*What the task requires*
Could you render the data from the line with "Please determine whether the bolt" through the end of the data as a two-column CSV with columns named text and answer, one row per entry? Put each value in a single quoted field, with line breaks replaced by spaces.

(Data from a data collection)
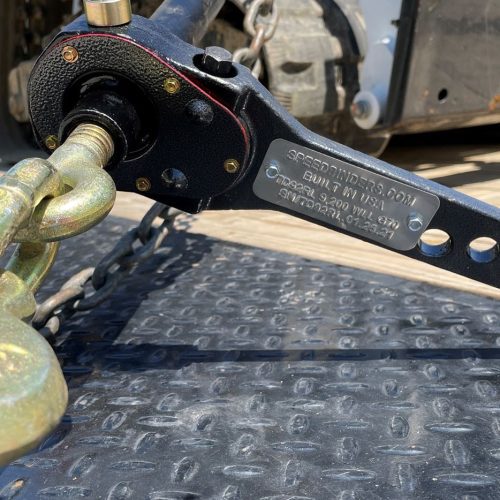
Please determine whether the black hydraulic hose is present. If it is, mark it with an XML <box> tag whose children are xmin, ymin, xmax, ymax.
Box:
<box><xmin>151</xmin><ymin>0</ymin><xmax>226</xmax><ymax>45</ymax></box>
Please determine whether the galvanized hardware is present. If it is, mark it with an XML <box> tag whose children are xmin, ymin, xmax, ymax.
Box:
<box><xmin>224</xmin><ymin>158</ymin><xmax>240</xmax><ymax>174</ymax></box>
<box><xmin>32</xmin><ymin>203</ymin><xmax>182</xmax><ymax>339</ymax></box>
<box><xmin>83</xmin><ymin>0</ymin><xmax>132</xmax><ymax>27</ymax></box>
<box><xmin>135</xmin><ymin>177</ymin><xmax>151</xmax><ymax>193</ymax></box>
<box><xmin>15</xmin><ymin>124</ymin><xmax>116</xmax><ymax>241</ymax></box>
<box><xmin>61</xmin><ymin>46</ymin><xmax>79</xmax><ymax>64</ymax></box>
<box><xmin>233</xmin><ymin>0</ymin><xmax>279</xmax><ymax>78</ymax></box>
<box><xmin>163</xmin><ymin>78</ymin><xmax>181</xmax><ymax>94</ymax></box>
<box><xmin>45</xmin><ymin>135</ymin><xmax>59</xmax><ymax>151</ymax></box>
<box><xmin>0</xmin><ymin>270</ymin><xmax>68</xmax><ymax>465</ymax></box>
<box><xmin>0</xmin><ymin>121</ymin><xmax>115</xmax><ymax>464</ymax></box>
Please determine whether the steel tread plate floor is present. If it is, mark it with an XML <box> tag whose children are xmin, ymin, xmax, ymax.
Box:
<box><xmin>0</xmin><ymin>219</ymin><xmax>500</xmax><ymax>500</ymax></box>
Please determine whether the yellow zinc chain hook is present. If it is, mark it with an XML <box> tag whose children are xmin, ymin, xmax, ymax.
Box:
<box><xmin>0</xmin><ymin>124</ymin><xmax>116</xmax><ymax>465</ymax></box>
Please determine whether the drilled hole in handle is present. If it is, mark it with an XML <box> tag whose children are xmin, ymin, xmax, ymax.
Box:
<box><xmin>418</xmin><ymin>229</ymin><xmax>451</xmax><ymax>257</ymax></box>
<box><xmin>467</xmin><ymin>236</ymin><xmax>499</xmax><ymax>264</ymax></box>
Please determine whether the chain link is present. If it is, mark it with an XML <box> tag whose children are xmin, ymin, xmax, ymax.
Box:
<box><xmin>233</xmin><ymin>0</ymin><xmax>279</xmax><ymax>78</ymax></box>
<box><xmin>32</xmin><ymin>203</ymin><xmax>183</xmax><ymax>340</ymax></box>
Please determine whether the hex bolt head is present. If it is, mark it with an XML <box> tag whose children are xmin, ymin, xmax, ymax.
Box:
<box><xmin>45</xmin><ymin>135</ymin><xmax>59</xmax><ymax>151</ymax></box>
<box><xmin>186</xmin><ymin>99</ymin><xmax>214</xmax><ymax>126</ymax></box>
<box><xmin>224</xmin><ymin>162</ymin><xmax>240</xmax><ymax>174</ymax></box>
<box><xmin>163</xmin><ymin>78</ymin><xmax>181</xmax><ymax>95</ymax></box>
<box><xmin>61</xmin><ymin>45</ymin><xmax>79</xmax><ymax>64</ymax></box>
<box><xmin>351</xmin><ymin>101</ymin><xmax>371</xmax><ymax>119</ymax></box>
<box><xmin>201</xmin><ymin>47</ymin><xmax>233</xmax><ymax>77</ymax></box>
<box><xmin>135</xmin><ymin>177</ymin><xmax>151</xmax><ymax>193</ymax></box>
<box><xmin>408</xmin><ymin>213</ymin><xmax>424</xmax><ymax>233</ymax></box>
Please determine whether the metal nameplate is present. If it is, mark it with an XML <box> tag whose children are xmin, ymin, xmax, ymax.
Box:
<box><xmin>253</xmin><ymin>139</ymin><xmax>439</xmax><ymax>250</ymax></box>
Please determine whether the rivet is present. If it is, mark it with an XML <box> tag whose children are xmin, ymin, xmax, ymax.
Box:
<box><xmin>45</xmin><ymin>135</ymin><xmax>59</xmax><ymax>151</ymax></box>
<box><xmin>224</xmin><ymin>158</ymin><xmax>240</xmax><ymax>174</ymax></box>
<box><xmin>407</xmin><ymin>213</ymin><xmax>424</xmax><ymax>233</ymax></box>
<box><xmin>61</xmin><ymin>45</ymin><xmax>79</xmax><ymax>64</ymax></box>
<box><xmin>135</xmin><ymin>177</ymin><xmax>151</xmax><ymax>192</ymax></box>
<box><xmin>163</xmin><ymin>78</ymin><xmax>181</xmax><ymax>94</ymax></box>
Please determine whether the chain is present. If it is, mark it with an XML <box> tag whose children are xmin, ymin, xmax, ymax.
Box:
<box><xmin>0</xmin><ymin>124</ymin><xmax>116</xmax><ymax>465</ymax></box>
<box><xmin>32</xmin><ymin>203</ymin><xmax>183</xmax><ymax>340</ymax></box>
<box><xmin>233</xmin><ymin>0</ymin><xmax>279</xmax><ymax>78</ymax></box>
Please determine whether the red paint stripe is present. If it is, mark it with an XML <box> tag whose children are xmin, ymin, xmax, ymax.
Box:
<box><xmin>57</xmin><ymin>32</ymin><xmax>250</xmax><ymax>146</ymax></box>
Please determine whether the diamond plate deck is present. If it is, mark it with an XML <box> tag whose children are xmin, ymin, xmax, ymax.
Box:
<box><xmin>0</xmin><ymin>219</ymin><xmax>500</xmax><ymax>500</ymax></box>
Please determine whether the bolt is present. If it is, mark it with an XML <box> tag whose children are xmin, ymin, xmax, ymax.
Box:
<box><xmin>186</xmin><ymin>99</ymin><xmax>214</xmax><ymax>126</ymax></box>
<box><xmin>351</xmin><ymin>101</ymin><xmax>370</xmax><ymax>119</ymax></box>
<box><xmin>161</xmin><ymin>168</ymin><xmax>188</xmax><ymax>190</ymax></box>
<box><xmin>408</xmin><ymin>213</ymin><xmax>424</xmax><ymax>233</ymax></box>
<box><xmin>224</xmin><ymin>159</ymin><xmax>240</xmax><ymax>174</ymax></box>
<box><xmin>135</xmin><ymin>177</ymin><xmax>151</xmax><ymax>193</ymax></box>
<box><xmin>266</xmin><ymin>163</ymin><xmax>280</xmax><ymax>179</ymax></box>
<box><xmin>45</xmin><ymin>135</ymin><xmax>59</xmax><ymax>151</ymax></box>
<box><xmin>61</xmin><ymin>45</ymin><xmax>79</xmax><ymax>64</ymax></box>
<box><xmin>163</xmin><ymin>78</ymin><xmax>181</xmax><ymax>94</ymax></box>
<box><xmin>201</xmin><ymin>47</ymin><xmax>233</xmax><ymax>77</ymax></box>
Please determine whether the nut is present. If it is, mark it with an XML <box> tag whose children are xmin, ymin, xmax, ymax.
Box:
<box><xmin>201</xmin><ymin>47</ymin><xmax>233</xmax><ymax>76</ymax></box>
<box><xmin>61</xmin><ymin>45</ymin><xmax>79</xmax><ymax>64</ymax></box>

*Result of this exercise*
text,answer
"Please determine whether the bolt is present. If it is, mark it with an XML <box> tag whose children are xmin, ymin, xmax, ymax. Box:","<box><xmin>186</xmin><ymin>99</ymin><xmax>214</xmax><ymax>126</ymax></box> <box><xmin>351</xmin><ymin>101</ymin><xmax>370</xmax><ymax>119</ymax></box> <box><xmin>161</xmin><ymin>168</ymin><xmax>188</xmax><ymax>190</ymax></box> <box><xmin>408</xmin><ymin>213</ymin><xmax>424</xmax><ymax>233</ymax></box> <box><xmin>224</xmin><ymin>159</ymin><xmax>240</xmax><ymax>174</ymax></box> <box><xmin>135</xmin><ymin>177</ymin><xmax>151</xmax><ymax>193</ymax></box> <box><xmin>266</xmin><ymin>163</ymin><xmax>280</xmax><ymax>179</ymax></box> <box><xmin>45</xmin><ymin>135</ymin><xmax>59</xmax><ymax>151</ymax></box> <box><xmin>61</xmin><ymin>45</ymin><xmax>79</xmax><ymax>64</ymax></box> <box><xmin>163</xmin><ymin>78</ymin><xmax>181</xmax><ymax>94</ymax></box> <box><xmin>201</xmin><ymin>47</ymin><xmax>233</xmax><ymax>77</ymax></box>"
"Please determine whether the nut is present. If it is, mark it with an XML <box> tag whose children are xmin, ymin, xmax, ymax. Box:","<box><xmin>201</xmin><ymin>47</ymin><xmax>233</xmax><ymax>76</ymax></box> <box><xmin>61</xmin><ymin>45</ymin><xmax>79</xmax><ymax>64</ymax></box>"